## Source document
[BEGIN]
James Salzman (born 1963) is the Donald Bren Distinguished Professor of Environmental Law with joint appointments at the UCLA School of Law and the Bren School of Environmental Science and Management at the University of California, Santa Barbara.

Salzman graduated from Yale College and Harvard Law School, the first Harvard graduate to earn joint degrees in law and engineering. Prior to joining the University of California in 2015, he taught as a chaired professor with joint appointments to the environment and laws schools at Duke University and American University, and as a visiting professor at Columbia, Harvard, Stanford and Yale and at universities in Australia, China, Israel, Italy, Portugal and Sweden. Publishing twelve books and over 100 articles, he is the fifth most cited scholar in environmental law, with over 110,000 downloads of his articles.
[END]
## Requirements
1: According to the Salzman biography, what set him apart from other Harvard graduates? Answer in one to three sentences.
2: Please continue the Salzman biography, picking up right after its final sentence.

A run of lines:
[BEGIN]
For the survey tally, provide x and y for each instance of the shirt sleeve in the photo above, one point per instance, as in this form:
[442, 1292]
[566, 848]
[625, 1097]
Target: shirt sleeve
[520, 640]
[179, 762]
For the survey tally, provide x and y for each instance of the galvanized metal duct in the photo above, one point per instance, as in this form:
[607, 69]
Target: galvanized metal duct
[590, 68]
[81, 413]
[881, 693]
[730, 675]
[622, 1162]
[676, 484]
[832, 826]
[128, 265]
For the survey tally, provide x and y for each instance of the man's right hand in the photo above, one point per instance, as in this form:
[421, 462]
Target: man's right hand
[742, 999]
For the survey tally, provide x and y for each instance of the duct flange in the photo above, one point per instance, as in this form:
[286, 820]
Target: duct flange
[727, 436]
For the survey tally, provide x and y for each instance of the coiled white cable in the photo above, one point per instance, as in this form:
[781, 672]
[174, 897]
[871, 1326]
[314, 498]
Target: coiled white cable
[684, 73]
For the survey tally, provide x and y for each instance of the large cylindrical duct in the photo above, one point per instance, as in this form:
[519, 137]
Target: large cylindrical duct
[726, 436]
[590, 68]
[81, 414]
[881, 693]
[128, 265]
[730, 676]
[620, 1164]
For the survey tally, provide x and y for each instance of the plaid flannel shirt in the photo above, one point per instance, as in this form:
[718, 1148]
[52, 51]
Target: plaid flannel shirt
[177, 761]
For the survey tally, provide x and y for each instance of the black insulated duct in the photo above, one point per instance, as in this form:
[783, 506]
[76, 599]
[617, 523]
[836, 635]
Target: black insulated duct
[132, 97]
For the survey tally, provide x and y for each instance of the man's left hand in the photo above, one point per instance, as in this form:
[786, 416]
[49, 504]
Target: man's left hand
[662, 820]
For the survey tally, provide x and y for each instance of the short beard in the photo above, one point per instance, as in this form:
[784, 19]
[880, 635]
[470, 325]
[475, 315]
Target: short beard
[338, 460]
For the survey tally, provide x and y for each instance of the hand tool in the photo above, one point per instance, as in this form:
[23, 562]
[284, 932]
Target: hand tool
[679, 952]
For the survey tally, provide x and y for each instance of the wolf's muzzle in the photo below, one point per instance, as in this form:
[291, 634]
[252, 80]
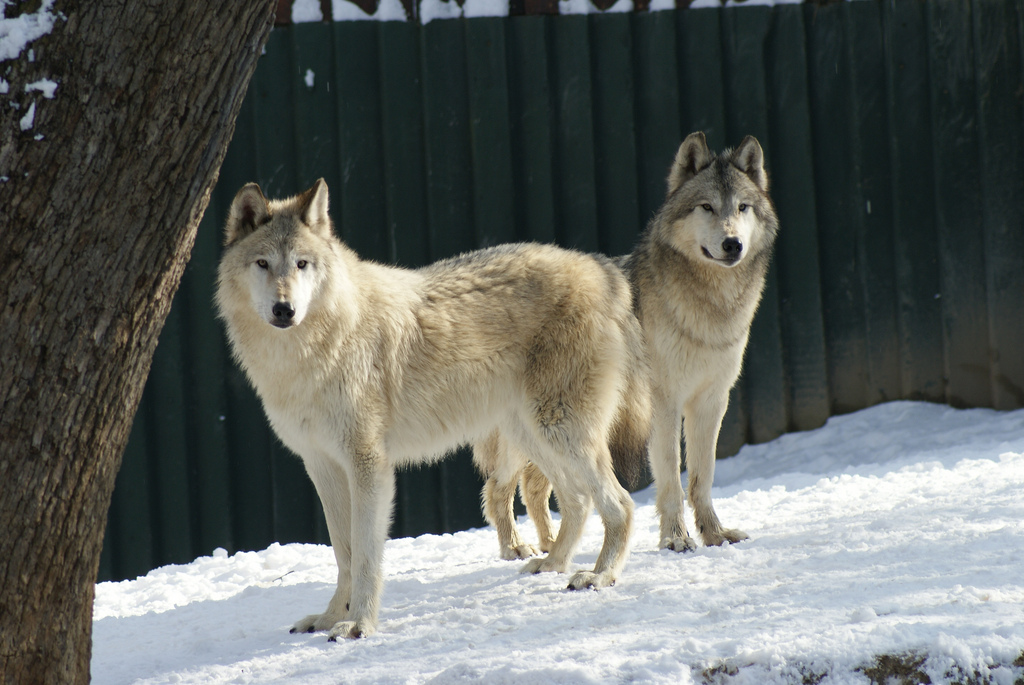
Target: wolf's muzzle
[732, 248]
[283, 312]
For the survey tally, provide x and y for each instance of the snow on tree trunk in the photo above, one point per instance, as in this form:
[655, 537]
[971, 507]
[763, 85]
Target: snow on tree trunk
[115, 121]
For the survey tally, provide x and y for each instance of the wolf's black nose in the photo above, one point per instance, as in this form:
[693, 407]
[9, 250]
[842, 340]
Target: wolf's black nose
[283, 310]
[732, 247]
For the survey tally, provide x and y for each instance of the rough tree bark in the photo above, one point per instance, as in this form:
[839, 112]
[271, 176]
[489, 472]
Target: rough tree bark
[99, 202]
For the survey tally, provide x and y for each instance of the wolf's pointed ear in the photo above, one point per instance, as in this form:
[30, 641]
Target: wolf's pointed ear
[750, 159]
[249, 211]
[691, 158]
[314, 204]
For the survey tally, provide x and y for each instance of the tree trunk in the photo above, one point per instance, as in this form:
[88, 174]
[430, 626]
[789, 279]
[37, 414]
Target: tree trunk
[99, 200]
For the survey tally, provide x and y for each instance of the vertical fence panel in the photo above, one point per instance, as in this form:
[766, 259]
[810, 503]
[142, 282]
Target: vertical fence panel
[915, 248]
[167, 447]
[364, 219]
[128, 545]
[206, 401]
[792, 184]
[489, 131]
[401, 121]
[842, 292]
[576, 200]
[534, 146]
[314, 89]
[1000, 115]
[656, 95]
[957, 190]
[892, 135]
[614, 150]
[872, 201]
[743, 37]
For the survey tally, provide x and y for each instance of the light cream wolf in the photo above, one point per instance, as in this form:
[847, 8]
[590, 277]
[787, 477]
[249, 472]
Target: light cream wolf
[364, 368]
[697, 274]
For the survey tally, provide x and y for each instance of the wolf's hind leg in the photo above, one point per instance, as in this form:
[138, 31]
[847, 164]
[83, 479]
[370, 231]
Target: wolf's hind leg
[615, 508]
[502, 468]
[536, 491]
[574, 505]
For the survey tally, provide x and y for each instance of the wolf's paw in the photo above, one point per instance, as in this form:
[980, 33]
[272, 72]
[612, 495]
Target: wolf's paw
[314, 623]
[350, 630]
[680, 544]
[542, 565]
[724, 534]
[585, 580]
[523, 551]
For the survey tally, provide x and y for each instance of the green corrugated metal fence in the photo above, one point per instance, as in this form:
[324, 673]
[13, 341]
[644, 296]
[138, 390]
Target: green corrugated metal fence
[893, 134]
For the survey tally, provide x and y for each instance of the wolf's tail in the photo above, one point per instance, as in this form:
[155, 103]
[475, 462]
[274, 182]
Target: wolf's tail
[631, 429]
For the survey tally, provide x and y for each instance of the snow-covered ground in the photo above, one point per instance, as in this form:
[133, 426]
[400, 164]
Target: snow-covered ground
[891, 536]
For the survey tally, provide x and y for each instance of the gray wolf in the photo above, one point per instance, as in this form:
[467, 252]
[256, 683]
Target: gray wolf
[697, 274]
[364, 368]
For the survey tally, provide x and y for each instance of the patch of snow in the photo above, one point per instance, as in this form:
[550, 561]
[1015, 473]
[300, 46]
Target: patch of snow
[29, 119]
[17, 32]
[387, 10]
[893, 529]
[304, 11]
[45, 86]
[END]
## Responses in order
1: Salzman was the first Harvard graduate to earn joint degrees in law and engineering.

2:
Prior to entering academia, he worked in Paris in the Environment Directorate of the Organization for Economic Cooperation and Development and in London as the European Environmental Manager for Johnson Wax. His honors include election as a Fellow of the Royal Geographical Society, as well as appointments as a McMaster Fellow and Fulbright Senior Scholar in Australia, a Gilbert White Fellow at Resources for the Future, and a Bellagio Fellow at the Rockefeller Foundation, among others. Twice voted Professor of the Year at Duke, he has lectured on every continent.

He is the author of Drinking Water: A History, and a frequent commentator in the media on drinking water issues. He has served on the United States Environmental Protection Agency's National Drinking Water Advisory Council and on the Environmental Protection Agency/United States Trade Representative's Trade and Environment Policy Advisory Committee. His bestselling book, Mine: How the Hidden Rules of Ownership Control Our Lives, was published in 2021 by Doubleday and positively reviewed in The New Yorker,, New York Times, and the Financial Times  among others.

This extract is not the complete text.